— WORK INSTRUCTIONS —
[1] From the article on the Canucks defence, reproduce the passage between "Just in case" and "Let’s dig in.", inclusive.
[2] Answer these questions about the Canucks defence article:
(a) Which team did Jalen Chatfield go to?
(b) How many games did Brogan Rafferty play?
(c) What did the Canucks give up to acquire Nate Schmidt?
[3] Extend the article on the Canucks defence past its final paragraph.

— TEXT SEGMENT —
★ ★ ★ ★ ★

Just in case hockey hasn’t been your entire life over the past two months – and possibly if it has – there’s news! You may have missed/forgotten just how much the Vancouver Canucks defence has changed in this off-season. An all-time veteran walked. An old friend returned. A free agent was signed in the traditional “It’s Good! It’s Bad!” shibboleth that seems to take place here every year.
And an absolutely terrifying gamble with massive, long-term repercussions was made. Just to, you know, keep things interesting. Let’s dig in.
The Vancouver Canucks Defence Has Changed
For better or worse – and for how long – remains to be seen. Which isn’t what you want to hear about a unit that has had this much upheaval. We’ll quickly run through the losses.
Alexander Edler is the big one, obviously. It’s good to see he found a new home, bad that it’s in the same division. There’s that creeping feeling among fans that he will finally score his 100th goal… and it will be in Vancouver. They’ll cheer him for it anyway, of course, because Edler is one of the best players the Canucks have ever had. One more year with the Canucks and he could have been the fourth one to reach 1000 games with the team.
Or, of course, he could have been injured for eight games, keeping him one short of the mark. And not scored a single goal, just to cap it.
Picking up Nate Schmidt for a third-round pick was an absolute steal by Canucks general manager Jim Benning. Trading him off for the same was a pleasant surprise. Schmidt is a very good defenceman but just didn’t get his wheels under him in Vancouver. To be fair, it was a brutally hard year for someone who is coming to the team but can’t socialize with them. That’s what gets him rolling, and this year was a clunker.
Too good for the AHL, never quite trusted by coach Travis Green. With every game meaning far more than usual in a condensed season, Brogan Rafferty rarely got off the Taxi Squad, playing just one game. Now the Anaheim Ducks will see if they can tap into his scoring potential.
After three seasons in Utica, Jalen Chatfield finally got his shot with the big club. He played his first 18 NHL games last season with Vancouver and is now gone to the Carolina Hurricanes. Okay while it lasted?
Now we’re cookin’! Between wanting Abbotsford to succeed and improving depth generally, the Vancouver Canucks defence has a LOT of potential additions – but hopefully, few of them will be seen there. Realistically, though, injuries are a way of life for the well-travelled teams, so opportunities are never far away. And that’s just with names we could see in the bottom pair.

★ ★ ★ ★ ★

— PROVIDED DATA —
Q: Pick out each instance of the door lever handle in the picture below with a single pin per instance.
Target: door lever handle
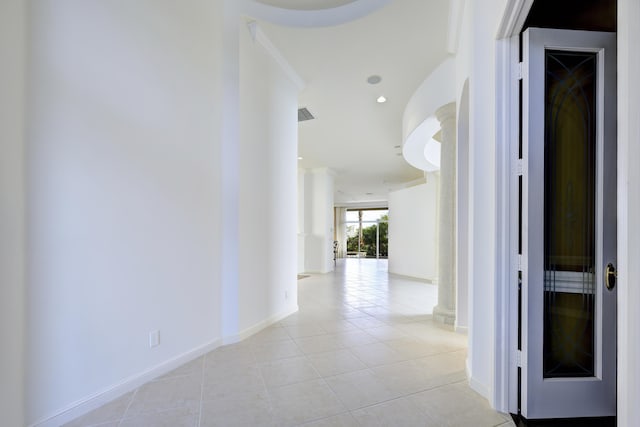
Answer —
(610, 275)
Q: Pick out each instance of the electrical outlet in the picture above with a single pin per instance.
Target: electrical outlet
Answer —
(154, 338)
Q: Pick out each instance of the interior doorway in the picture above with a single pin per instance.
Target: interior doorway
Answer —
(367, 232)
(566, 296)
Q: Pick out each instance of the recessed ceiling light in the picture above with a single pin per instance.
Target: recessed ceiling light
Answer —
(374, 79)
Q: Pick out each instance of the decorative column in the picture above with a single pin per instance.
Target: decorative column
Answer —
(445, 311)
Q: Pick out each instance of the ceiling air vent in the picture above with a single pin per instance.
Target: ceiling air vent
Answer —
(304, 115)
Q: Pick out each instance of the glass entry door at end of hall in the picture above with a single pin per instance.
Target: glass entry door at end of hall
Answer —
(568, 326)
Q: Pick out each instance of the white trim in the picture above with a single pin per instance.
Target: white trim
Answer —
(246, 333)
(508, 123)
(505, 378)
(456, 9)
(106, 395)
(259, 36)
(478, 386)
(515, 14)
(96, 400)
(628, 205)
(462, 330)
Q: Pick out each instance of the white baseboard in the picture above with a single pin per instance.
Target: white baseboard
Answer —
(94, 401)
(462, 330)
(88, 404)
(431, 281)
(246, 333)
(479, 388)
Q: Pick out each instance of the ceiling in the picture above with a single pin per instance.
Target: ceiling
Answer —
(353, 135)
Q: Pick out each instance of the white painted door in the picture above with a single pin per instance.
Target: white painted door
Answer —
(568, 326)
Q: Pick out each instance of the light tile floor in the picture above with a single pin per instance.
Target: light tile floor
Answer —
(362, 351)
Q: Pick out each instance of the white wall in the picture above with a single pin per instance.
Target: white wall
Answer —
(12, 209)
(301, 219)
(462, 213)
(413, 237)
(124, 191)
(318, 208)
(268, 186)
(476, 60)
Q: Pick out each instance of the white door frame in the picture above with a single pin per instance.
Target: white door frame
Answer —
(507, 120)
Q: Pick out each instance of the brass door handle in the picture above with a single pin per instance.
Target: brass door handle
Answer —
(610, 275)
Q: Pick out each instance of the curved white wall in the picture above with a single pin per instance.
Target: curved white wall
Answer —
(413, 239)
(268, 188)
(419, 123)
(124, 195)
(148, 207)
(12, 210)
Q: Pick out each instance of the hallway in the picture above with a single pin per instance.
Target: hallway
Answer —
(362, 350)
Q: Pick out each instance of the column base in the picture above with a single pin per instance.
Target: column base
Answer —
(444, 316)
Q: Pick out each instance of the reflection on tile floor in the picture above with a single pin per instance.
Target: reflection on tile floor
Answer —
(362, 351)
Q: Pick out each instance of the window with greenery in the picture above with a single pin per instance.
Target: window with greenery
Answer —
(367, 233)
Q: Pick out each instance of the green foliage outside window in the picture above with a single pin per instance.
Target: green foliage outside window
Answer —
(368, 243)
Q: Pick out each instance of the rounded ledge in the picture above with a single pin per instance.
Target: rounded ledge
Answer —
(325, 17)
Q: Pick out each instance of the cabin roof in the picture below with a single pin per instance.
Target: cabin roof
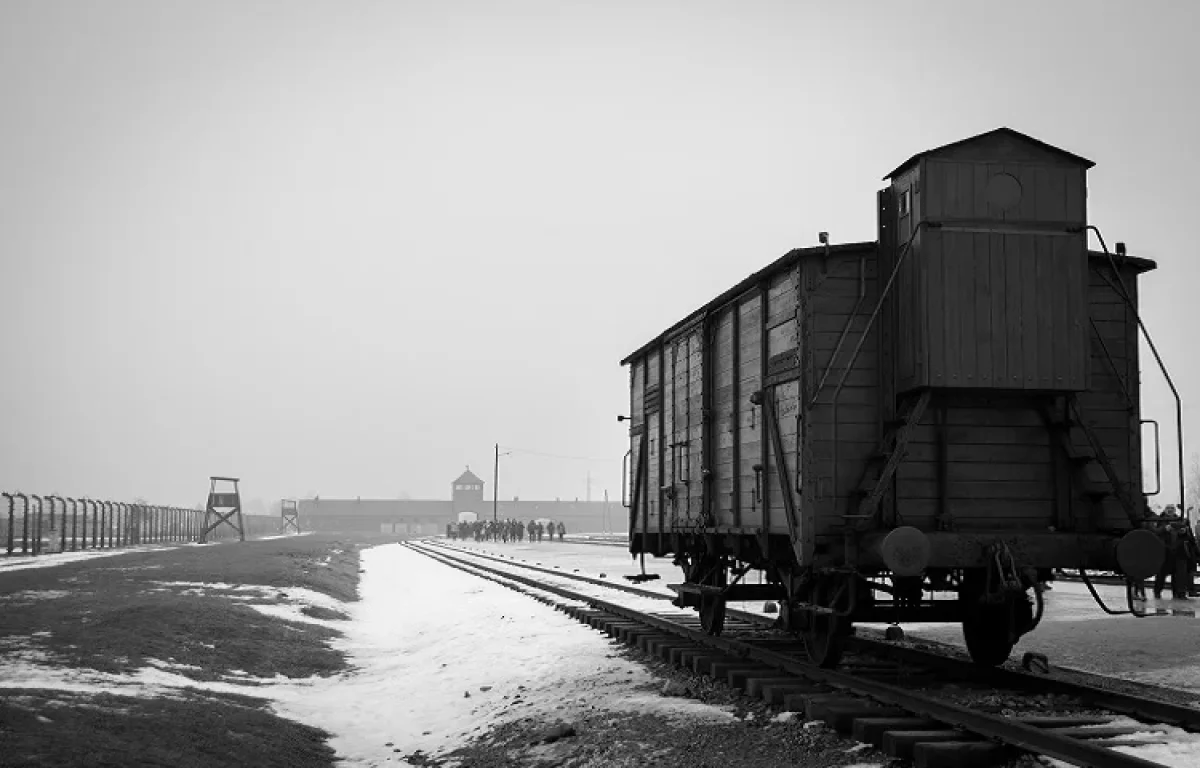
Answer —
(997, 132)
(468, 477)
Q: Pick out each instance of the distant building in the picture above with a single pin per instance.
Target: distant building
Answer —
(467, 504)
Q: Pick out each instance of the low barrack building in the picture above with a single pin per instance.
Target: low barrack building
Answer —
(467, 503)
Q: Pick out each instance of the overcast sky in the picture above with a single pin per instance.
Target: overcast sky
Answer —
(346, 247)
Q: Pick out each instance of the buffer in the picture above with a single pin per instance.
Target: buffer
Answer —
(223, 508)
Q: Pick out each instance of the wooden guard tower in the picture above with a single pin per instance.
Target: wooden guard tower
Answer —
(223, 508)
(289, 511)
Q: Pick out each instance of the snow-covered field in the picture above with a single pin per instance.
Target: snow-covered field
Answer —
(439, 655)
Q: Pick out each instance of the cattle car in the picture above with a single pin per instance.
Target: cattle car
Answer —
(917, 429)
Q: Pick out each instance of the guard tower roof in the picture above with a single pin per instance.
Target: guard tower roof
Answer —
(991, 136)
(468, 477)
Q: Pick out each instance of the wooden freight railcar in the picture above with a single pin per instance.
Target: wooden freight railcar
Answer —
(953, 408)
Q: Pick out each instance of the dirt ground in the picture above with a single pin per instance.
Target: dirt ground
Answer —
(121, 613)
(114, 613)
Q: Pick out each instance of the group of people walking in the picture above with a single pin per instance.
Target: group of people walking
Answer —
(1182, 552)
(507, 531)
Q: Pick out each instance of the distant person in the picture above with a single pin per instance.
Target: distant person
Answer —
(1169, 534)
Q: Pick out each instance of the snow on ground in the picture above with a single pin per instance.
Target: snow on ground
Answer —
(17, 563)
(437, 655)
(1075, 633)
(442, 654)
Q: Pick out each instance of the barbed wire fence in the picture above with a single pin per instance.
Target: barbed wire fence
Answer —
(33, 525)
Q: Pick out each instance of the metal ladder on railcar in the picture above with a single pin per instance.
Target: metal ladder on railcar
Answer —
(882, 466)
(1090, 467)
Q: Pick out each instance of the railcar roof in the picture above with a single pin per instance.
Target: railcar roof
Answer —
(1003, 131)
(796, 255)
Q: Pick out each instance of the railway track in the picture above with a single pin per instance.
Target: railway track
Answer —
(911, 703)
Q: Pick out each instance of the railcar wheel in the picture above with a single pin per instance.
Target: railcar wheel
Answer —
(826, 635)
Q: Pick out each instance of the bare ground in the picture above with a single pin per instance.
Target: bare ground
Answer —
(114, 615)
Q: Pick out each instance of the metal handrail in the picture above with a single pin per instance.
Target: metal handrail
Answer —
(12, 520)
(1158, 358)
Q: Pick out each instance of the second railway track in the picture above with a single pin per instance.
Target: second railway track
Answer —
(911, 703)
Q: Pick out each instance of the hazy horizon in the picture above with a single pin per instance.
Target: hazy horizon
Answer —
(345, 249)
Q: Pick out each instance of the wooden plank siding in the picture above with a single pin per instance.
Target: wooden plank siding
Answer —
(1000, 461)
(749, 420)
(724, 455)
(636, 430)
(993, 297)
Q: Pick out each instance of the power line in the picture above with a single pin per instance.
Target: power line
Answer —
(521, 450)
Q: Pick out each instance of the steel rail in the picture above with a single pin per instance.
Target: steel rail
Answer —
(1026, 737)
(591, 580)
(1126, 703)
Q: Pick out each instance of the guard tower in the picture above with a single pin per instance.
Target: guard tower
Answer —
(289, 511)
(223, 508)
(467, 496)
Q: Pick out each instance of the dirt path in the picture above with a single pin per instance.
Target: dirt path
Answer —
(137, 613)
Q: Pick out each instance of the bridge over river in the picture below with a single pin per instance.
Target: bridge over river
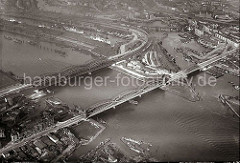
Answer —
(148, 87)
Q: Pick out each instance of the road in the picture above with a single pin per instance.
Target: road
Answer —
(56, 127)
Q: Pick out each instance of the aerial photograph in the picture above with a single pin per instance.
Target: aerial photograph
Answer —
(119, 81)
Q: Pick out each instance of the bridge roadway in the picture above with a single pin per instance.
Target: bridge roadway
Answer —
(104, 106)
(101, 107)
(81, 69)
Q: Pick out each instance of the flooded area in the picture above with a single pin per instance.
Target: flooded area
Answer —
(176, 127)
(43, 58)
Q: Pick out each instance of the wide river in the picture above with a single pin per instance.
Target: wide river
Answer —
(178, 129)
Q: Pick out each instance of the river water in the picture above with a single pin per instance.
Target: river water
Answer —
(178, 129)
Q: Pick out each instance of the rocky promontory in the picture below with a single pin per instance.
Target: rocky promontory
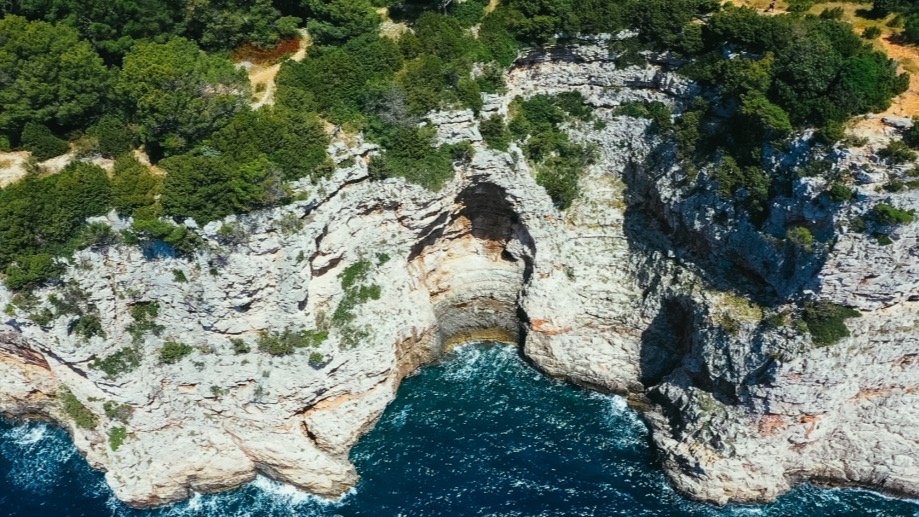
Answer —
(276, 345)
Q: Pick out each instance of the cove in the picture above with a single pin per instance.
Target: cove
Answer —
(479, 433)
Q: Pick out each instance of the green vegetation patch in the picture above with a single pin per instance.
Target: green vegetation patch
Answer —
(559, 162)
(121, 362)
(887, 215)
(116, 437)
(826, 322)
(173, 351)
(116, 411)
(144, 315)
(289, 341)
(79, 413)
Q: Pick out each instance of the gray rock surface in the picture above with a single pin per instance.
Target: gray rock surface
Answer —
(642, 288)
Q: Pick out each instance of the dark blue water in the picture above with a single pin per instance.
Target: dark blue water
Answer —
(481, 433)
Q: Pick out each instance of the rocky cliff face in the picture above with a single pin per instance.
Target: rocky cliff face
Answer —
(642, 288)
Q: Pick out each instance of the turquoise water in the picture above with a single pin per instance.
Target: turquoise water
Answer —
(480, 433)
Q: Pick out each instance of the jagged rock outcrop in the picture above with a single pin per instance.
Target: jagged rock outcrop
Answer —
(633, 290)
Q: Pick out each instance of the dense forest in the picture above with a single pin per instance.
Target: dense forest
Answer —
(106, 77)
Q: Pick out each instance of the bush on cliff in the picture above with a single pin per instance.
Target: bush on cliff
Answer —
(173, 351)
(289, 341)
(826, 322)
(81, 415)
(887, 215)
(42, 217)
(41, 142)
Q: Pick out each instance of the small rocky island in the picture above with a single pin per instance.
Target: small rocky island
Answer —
(767, 340)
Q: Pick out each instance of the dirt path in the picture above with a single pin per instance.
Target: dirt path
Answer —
(905, 105)
(262, 77)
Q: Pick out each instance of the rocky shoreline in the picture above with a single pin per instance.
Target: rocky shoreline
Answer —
(645, 287)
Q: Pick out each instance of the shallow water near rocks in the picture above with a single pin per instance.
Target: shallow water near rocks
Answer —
(479, 433)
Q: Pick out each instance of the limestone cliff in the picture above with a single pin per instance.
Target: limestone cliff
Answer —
(647, 287)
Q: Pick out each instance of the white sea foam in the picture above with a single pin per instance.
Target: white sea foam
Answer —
(29, 434)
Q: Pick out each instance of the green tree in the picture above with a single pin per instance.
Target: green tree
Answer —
(294, 142)
(180, 94)
(41, 142)
(336, 21)
(114, 136)
(111, 25)
(226, 24)
(133, 185)
(47, 76)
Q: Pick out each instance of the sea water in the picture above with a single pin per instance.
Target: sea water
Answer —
(481, 433)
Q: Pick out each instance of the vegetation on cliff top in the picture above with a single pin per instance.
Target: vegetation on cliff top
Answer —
(108, 76)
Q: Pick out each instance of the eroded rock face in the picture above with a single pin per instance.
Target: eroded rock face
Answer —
(626, 292)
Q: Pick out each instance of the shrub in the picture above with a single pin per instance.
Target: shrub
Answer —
(316, 359)
(897, 152)
(123, 361)
(144, 315)
(133, 185)
(79, 413)
(288, 341)
(872, 32)
(116, 437)
(240, 346)
(826, 322)
(800, 6)
(883, 239)
(801, 237)
(887, 215)
(41, 142)
(840, 193)
(116, 411)
(173, 351)
(353, 279)
(114, 136)
(411, 154)
(495, 133)
(89, 326)
(32, 270)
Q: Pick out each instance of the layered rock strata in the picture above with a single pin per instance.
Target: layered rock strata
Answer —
(642, 288)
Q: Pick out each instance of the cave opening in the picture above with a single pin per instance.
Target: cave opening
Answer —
(475, 263)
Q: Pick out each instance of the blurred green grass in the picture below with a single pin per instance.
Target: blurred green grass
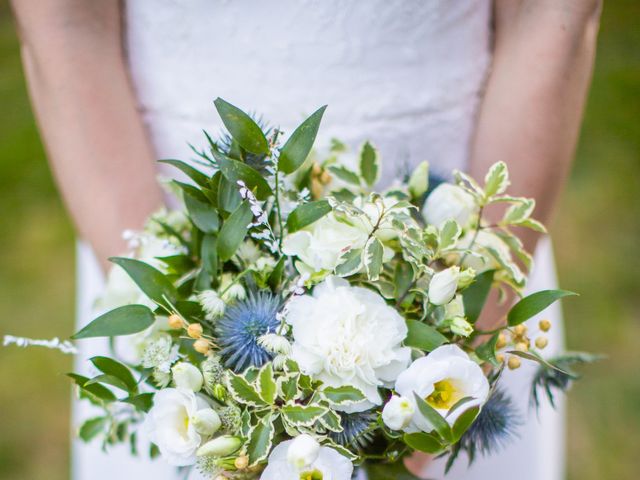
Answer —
(597, 231)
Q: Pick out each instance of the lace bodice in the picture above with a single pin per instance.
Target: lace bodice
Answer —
(405, 74)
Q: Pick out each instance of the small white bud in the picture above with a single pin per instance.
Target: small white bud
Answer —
(397, 413)
(303, 451)
(187, 376)
(206, 421)
(220, 446)
(443, 286)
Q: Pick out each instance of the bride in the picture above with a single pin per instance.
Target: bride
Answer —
(460, 83)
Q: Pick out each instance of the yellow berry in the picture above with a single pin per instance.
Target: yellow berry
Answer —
(194, 330)
(541, 342)
(520, 330)
(545, 325)
(241, 462)
(201, 346)
(175, 322)
(513, 363)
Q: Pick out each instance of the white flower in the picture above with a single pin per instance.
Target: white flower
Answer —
(211, 303)
(169, 425)
(329, 464)
(220, 446)
(206, 421)
(344, 335)
(398, 412)
(446, 202)
(187, 376)
(442, 378)
(443, 286)
(303, 451)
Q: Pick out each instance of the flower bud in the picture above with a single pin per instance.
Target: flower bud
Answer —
(175, 322)
(194, 330)
(201, 346)
(187, 376)
(206, 421)
(443, 286)
(220, 446)
(303, 451)
(397, 413)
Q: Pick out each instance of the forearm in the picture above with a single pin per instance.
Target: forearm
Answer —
(85, 108)
(532, 109)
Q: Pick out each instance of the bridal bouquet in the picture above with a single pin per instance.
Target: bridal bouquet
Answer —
(291, 322)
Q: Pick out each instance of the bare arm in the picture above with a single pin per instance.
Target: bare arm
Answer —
(85, 107)
(531, 113)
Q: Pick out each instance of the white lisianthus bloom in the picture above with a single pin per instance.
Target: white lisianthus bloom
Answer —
(187, 376)
(442, 378)
(398, 412)
(443, 286)
(168, 425)
(344, 335)
(447, 202)
(328, 464)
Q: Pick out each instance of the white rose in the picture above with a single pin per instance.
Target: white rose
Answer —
(447, 202)
(303, 451)
(169, 426)
(344, 335)
(443, 286)
(206, 421)
(442, 378)
(187, 376)
(398, 412)
(329, 464)
(320, 245)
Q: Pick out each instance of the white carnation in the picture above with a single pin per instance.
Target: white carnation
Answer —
(344, 335)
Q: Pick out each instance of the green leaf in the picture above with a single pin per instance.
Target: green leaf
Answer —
(534, 304)
(235, 171)
(436, 420)
(243, 392)
(116, 369)
(372, 258)
(242, 128)
(92, 428)
(297, 148)
(152, 282)
(306, 214)
(487, 351)
(423, 337)
(203, 215)
(267, 384)
(369, 164)
(497, 180)
(463, 422)
(423, 442)
(302, 415)
(195, 175)
(350, 263)
(95, 389)
(260, 440)
(120, 321)
(345, 395)
(475, 295)
(344, 174)
(234, 230)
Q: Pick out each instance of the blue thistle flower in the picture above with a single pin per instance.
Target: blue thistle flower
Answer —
(356, 429)
(242, 325)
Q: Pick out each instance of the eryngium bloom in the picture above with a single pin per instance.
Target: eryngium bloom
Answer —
(242, 325)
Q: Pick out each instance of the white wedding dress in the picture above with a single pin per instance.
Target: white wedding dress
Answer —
(407, 74)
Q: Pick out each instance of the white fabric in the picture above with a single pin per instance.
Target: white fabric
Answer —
(406, 74)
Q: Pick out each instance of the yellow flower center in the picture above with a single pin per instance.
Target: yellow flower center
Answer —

★ ★ ★ ★ ★

— RESULTS OF THE EXERCISE —
[1]
Just in case hockey hasn’t been your entire life over the past two months – and possibly if it has – there’s news! You may have missed/forgotten just how much the Vancouver Canucks defence has changed in this off-season. An all-time veteran walked. An old friend returned. A free agent was signed in the traditional “It’s Good! It’s Bad!” shibboleth that seems to take place here every year.
And an absolutely terrifying gamble with massive, long-term repercussions was made. Just to, you know, keep things interesting. Let’s dig in.

[2]
(a) The Carolina Hurricanes.
(b) One game.
(c) A third-round pick.

[3]
Looking over his history, the undrafted Brad Hunt is the definition of a “tweener”. He’s been in the league eight years for five different teams and worked his way to 191 NHL games. He hasn’t played in the AHL since 2016-17, but only got a full season – or close to it – in 2019-20. That year, Hunt got into 59 games with a very respectable eight goals and 19 points. Since his permanent move to the NHL, his Corsi has never even been at risk to drop below 50%.
He’s not a favourite to win that last left-side spot, but Olli Juolevi and Jack Rathbone are coming to camp with some work to do. In the meantime, the 33-year old Hunt could be named Abbotsford’s first captain. That shouldn’t hurt too much for the Maple Ridge native, especially as he makes the same amount with either team.
Adding a bit more depth to the right side is never a bad move. If he played for your team before and wants to come back so much the better. And if he happens to be bringing a Stanley Cup ring or two? Yeah, all right!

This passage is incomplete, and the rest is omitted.